— INPUT DATA —
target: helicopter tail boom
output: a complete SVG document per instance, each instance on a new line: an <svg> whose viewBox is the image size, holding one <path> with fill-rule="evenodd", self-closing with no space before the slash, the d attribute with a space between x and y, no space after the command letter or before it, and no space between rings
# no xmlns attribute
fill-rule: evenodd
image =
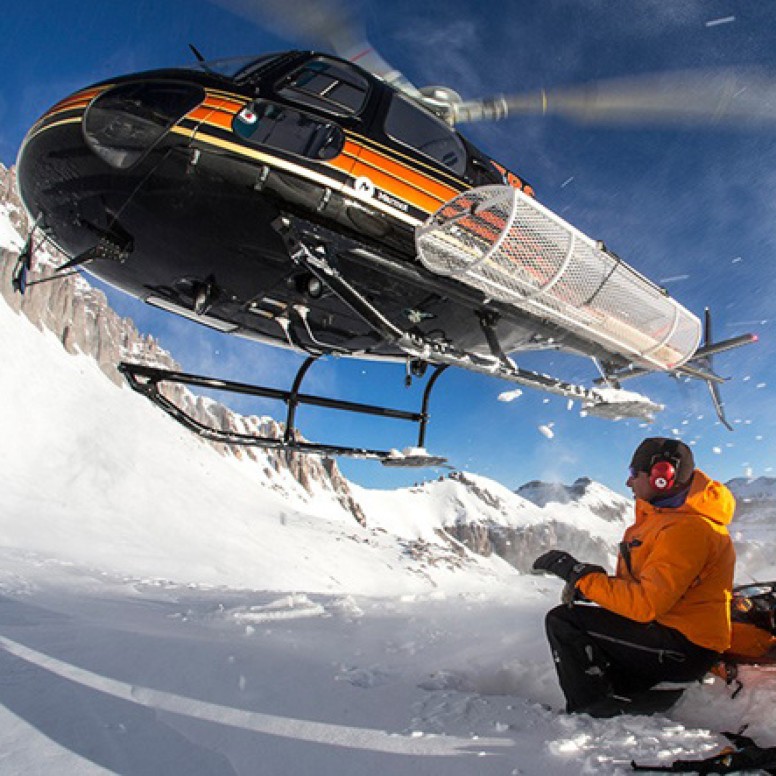
<svg viewBox="0 0 776 776"><path fill-rule="evenodd" d="M697 350L696 316L552 211L510 186L471 189L416 232L421 262L553 321L650 371Z"/></svg>

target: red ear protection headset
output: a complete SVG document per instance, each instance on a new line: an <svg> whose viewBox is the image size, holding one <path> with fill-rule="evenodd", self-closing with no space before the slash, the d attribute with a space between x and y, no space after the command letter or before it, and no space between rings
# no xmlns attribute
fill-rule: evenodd
<svg viewBox="0 0 776 776"><path fill-rule="evenodd" d="M670 490L676 485L676 467L671 461L657 461L649 470L649 484L655 490Z"/></svg>
<svg viewBox="0 0 776 776"><path fill-rule="evenodd" d="M649 468L649 484L655 490L671 490L676 485L680 458L676 455L679 443L671 439L652 457Z"/></svg>

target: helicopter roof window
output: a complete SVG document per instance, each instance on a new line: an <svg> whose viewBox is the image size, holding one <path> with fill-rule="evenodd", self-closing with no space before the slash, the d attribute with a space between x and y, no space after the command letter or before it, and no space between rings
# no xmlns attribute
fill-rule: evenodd
<svg viewBox="0 0 776 776"><path fill-rule="evenodd" d="M458 175L466 169L466 150L455 131L400 94L394 94L391 99L385 117L385 132Z"/></svg>
<svg viewBox="0 0 776 776"><path fill-rule="evenodd" d="M369 93L369 81L346 62L315 57L287 76L277 93L295 102L336 113L359 113Z"/></svg>
<svg viewBox="0 0 776 776"><path fill-rule="evenodd" d="M345 145L345 133L336 124L264 100L243 108L232 128L249 143L308 159L333 159Z"/></svg>

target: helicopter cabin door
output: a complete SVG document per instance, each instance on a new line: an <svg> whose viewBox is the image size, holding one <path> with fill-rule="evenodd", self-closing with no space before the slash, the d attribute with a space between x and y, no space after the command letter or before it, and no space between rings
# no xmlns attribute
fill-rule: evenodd
<svg viewBox="0 0 776 776"><path fill-rule="evenodd" d="M368 138L357 138L353 189L360 201L414 229L469 185L458 133L413 100L386 89Z"/></svg>
<svg viewBox="0 0 776 776"><path fill-rule="evenodd" d="M232 122L258 163L255 188L317 217L339 220L357 147L349 131L371 95L369 79L346 62L314 55L262 89Z"/></svg>

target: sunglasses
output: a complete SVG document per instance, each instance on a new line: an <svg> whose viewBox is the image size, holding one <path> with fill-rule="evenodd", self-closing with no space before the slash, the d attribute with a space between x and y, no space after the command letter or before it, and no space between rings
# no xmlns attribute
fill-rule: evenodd
<svg viewBox="0 0 776 776"><path fill-rule="evenodd" d="M643 472L643 469L637 469L635 466L629 466L628 467L628 474L630 474L631 477L636 478Z"/></svg>

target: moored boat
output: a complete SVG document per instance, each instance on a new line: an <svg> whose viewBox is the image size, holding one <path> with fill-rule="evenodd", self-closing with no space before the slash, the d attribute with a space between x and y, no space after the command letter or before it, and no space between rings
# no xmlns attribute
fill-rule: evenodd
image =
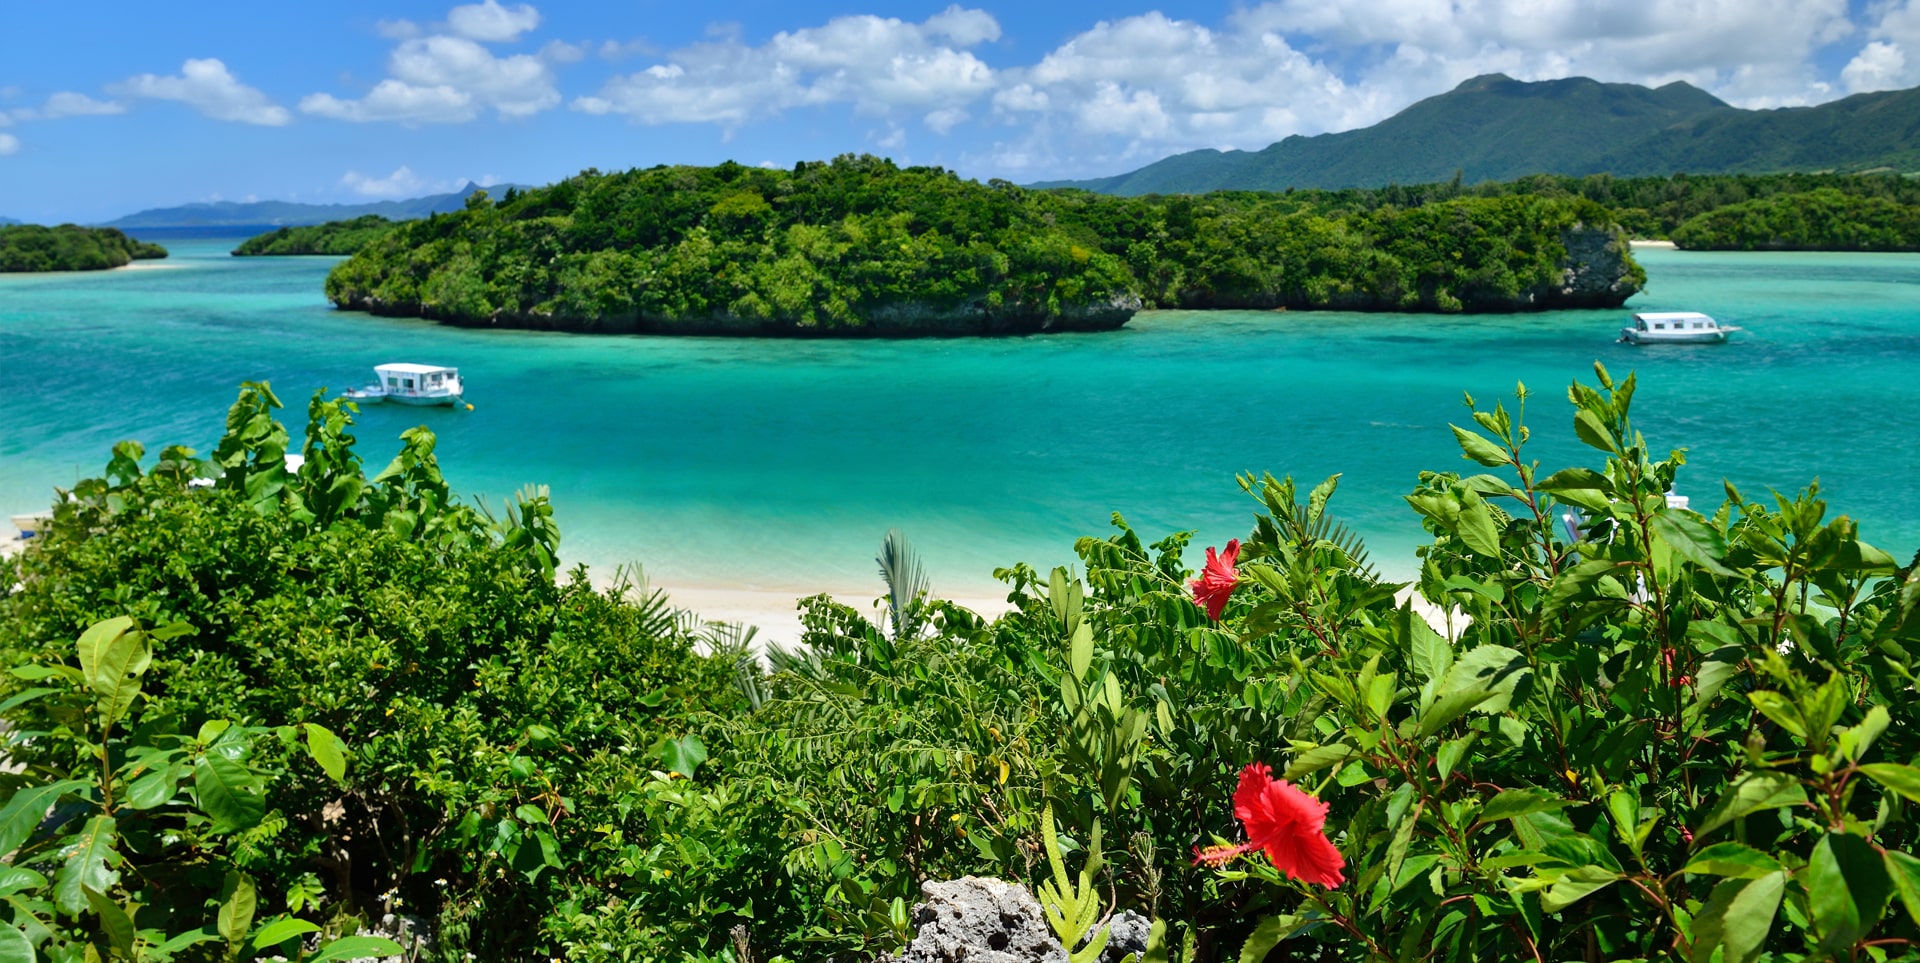
<svg viewBox="0 0 1920 963"><path fill-rule="evenodd" d="M1740 330L1721 324L1698 311L1646 311L1620 329L1620 340L1630 344L1717 344Z"/></svg>
<svg viewBox="0 0 1920 963"><path fill-rule="evenodd" d="M349 388L342 394L350 400L371 403L394 401L403 405L458 405L466 386L460 369L432 364L395 363L373 366L375 381L364 388Z"/></svg>

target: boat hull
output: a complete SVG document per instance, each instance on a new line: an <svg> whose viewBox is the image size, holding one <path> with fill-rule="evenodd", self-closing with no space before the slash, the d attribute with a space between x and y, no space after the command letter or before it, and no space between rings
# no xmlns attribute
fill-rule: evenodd
<svg viewBox="0 0 1920 963"><path fill-rule="evenodd" d="M1725 331L1647 332L1621 328L1620 340L1631 344L1719 344L1727 340Z"/></svg>
<svg viewBox="0 0 1920 963"><path fill-rule="evenodd" d="M413 405L419 408L451 408L460 403L459 395L395 395L386 396L388 401L399 405Z"/></svg>

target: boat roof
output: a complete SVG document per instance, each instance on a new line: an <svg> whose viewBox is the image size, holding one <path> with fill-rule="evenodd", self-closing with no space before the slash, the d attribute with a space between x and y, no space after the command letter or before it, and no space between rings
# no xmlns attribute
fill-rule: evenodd
<svg viewBox="0 0 1920 963"><path fill-rule="evenodd" d="M1696 319L1704 320L1704 321L1713 320L1713 318L1707 315L1701 314L1698 311L1642 311L1638 314L1635 314L1634 317L1644 318L1648 321L1693 321Z"/></svg>
<svg viewBox="0 0 1920 963"><path fill-rule="evenodd" d="M446 367L444 365L413 364L412 362L399 361L393 364L374 365L373 370L378 371L381 374L386 374L389 371L393 372L394 374L432 374L436 371L453 371L455 369Z"/></svg>

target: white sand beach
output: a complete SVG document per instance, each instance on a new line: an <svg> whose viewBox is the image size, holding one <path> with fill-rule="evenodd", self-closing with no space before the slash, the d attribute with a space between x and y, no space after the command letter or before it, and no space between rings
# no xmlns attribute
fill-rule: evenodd
<svg viewBox="0 0 1920 963"><path fill-rule="evenodd" d="M1677 246L1677 245L1675 245L1675 244L1674 244L1674 243L1673 243L1672 241L1642 241L1642 240L1634 240L1634 241L1630 241L1630 242L1628 242L1628 243L1630 243L1630 244L1632 244L1632 245L1633 245L1633 248L1634 248L1634 250L1640 250L1640 249L1642 249L1642 248L1658 248L1658 249L1665 249L1665 250L1668 250L1668 251L1672 251L1672 250L1677 250L1677 249L1678 249L1678 246Z"/></svg>
<svg viewBox="0 0 1920 963"><path fill-rule="evenodd" d="M820 590L772 590L753 588L725 588L716 586L672 586L654 585L667 593L673 606L685 609L706 622L734 622L755 626L759 631L754 640L761 644L793 645L800 641L800 609L802 598L820 594ZM884 606L876 606L880 597L877 589L861 591L832 591L827 594L842 605L851 606L861 615L875 623L883 621L886 615ZM1012 606L1007 604L1006 596L950 596L935 594L942 599L954 602L969 609L983 618L994 618L1006 612Z"/></svg>

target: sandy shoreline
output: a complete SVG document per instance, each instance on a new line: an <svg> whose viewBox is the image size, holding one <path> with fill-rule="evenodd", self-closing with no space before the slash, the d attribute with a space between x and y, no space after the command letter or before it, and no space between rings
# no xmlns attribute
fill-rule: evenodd
<svg viewBox="0 0 1920 963"><path fill-rule="evenodd" d="M1674 244L1674 243L1673 243L1672 241L1642 241L1642 240L1633 240L1633 241L1629 241L1629 242L1627 242L1627 243L1629 243L1630 245L1632 245L1632 246L1633 246L1633 247L1634 247L1634 248L1635 248L1636 250L1638 250L1638 249L1641 249L1641 248L1655 248L1655 249L1661 249L1661 250L1667 250L1667 251L1673 251L1673 250L1678 250L1678 249L1679 249L1679 246L1678 246L1678 245L1676 245L1676 244Z"/></svg>

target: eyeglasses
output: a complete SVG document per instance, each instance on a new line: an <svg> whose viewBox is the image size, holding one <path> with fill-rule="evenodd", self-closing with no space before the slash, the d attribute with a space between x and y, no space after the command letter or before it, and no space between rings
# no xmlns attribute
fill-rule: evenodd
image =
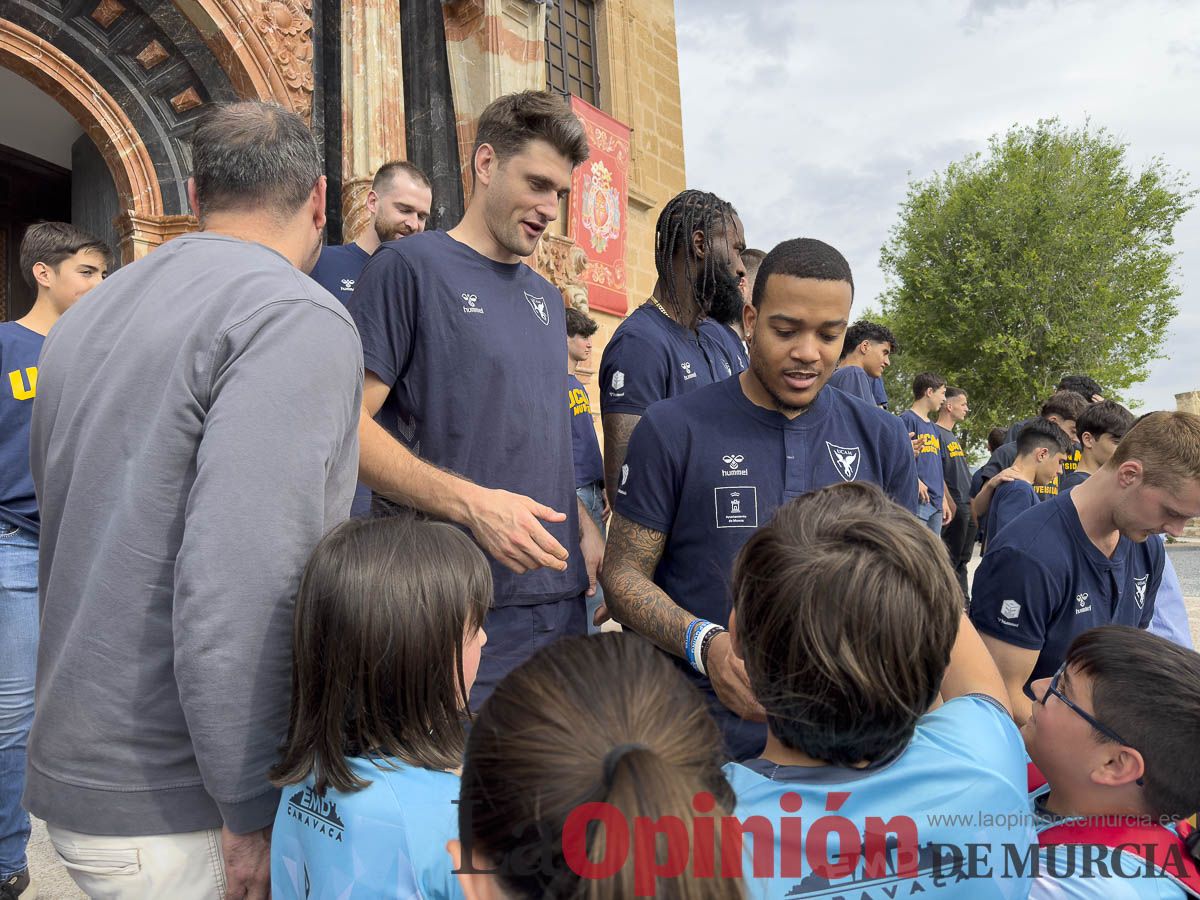
<svg viewBox="0 0 1200 900"><path fill-rule="evenodd" d="M1099 719L1097 719L1091 713L1085 712L1083 709L1078 707L1076 704L1074 704L1070 700L1068 700L1066 694L1064 694L1062 691L1060 691L1058 689L1058 680L1060 678L1062 678L1062 674L1066 670L1067 670L1067 664L1065 662L1061 666L1058 667L1058 671L1055 672L1054 677L1050 679L1050 684L1048 684L1046 686L1046 694L1044 697L1042 697L1042 706L1046 705L1046 698L1049 697L1051 694L1053 694L1055 697L1057 697L1059 700L1061 700L1063 703L1065 703L1072 710L1072 712L1074 712L1077 716L1079 716L1081 719L1083 719L1085 722L1087 722L1089 725L1091 725L1093 728L1095 728L1098 732L1100 732L1102 735L1104 735L1110 741L1116 741L1118 744L1120 744L1123 747L1133 747L1133 744L1129 743L1129 741L1125 740L1125 738L1121 737L1119 734L1117 734L1115 731L1113 731L1111 728L1109 728L1107 725L1105 725L1103 722L1101 722ZM1137 748L1134 748L1134 749L1137 749ZM1141 778L1139 778L1137 780L1137 783L1139 785L1144 784L1144 782Z"/></svg>

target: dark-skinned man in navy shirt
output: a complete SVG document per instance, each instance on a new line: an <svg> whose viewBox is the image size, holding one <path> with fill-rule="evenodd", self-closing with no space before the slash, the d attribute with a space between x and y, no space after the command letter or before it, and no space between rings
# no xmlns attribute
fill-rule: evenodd
<svg viewBox="0 0 1200 900"><path fill-rule="evenodd" d="M900 420L824 389L853 295L850 267L828 244L805 238L772 250L743 319L750 368L651 406L616 478L610 612L706 692L736 759L760 752L766 736L725 630L742 545L787 500L844 481L874 482L917 508Z"/></svg>
<svg viewBox="0 0 1200 900"><path fill-rule="evenodd" d="M1018 724L1030 684L1052 676L1071 641L1098 625L1146 628L1165 552L1151 535L1200 516L1200 416L1151 413L1098 472L1022 513L989 539L971 621L1008 685Z"/></svg>
<svg viewBox="0 0 1200 900"><path fill-rule="evenodd" d="M745 305L742 221L715 194L684 191L658 216L658 280L613 333L600 360L600 424L609 503L629 436L650 404L746 368L738 336L721 324Z"/></svg>
<svg viewBox="0 0 1200 900"><path fill-rule="evenodd" d="M921 501L917 518L934 534L942 533L949 525L954 510L946 494L945 474L942 471L942 441L937 426L929 421L946 402L946 379L932 372L922 372L913 379L913 403L900 413L900 420L913 436L913 452L917 455L917 496Z"/></svg>
<svg viewBox="0 0 1200 900"><path fill-rule="evenodd" d="M585 633L584 594L603 556L575 494L566 309L522 262L587 155L560 98L493 101L462 221L384 244L354 292L366 369L360 477L381 511L412 507L461 525L491 564L473 707L539 647Z"/></svg>

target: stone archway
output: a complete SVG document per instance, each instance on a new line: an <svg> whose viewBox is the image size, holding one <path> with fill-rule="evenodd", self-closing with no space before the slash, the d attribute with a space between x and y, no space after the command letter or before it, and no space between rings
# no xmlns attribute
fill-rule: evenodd
<svg viewBox="0 0 1200 900"><path fill-rule="evenodd" d="M0 66L54 97L100 149L125 208L141 217L163 213L158 174L124 110L73 59L31 31L0 19Z"/></svg>

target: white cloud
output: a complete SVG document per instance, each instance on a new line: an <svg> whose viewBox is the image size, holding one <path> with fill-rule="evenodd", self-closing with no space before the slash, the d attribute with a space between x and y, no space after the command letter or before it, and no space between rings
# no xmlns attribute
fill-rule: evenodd
<svg viewBox="0 0 1200 900"><path fill-rule="evenodd" d="M742 214L751 245L827 240L863 308L910 178L1013 124L1090 119L1200 186L1200 4L1155 0L919 0L676 6L688 183ZM1180 315L1145 408L1200 389L1200 212L1176 232Z"/></svg>

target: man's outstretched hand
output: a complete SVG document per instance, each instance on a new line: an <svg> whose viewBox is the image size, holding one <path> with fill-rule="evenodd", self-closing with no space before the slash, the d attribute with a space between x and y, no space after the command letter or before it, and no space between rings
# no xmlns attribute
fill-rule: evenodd
<svg viewBox="0 0 1200 900"><path fill-rule="evenodd" d="M566 518L566 513L521 494L480 488L464 524L493 559L523 575L541 568L566 570L566 548L542 526Z"/></svg>

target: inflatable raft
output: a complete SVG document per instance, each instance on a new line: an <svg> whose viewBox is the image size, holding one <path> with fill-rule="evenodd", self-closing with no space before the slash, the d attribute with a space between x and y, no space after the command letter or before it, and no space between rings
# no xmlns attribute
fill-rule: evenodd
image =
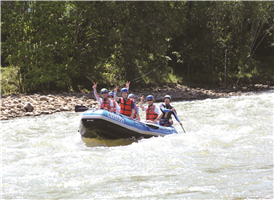
<svg viewBox="0 0 274 200"><path fill-rule="evenodd" d="M85 138L121 139L149 138L177 134L177 130L157 124L131 120L129 117L106 110L87 110L80 121L79 132Z"/></svg>

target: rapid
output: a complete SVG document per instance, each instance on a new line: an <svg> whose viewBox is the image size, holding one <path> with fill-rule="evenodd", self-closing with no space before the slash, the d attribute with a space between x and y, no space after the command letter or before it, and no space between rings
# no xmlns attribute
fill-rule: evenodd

— ACTIVITY —
Each line of the data that holds the word "roof" should be copied.

— RESULT —
target: helicopter roof window
target: boat roof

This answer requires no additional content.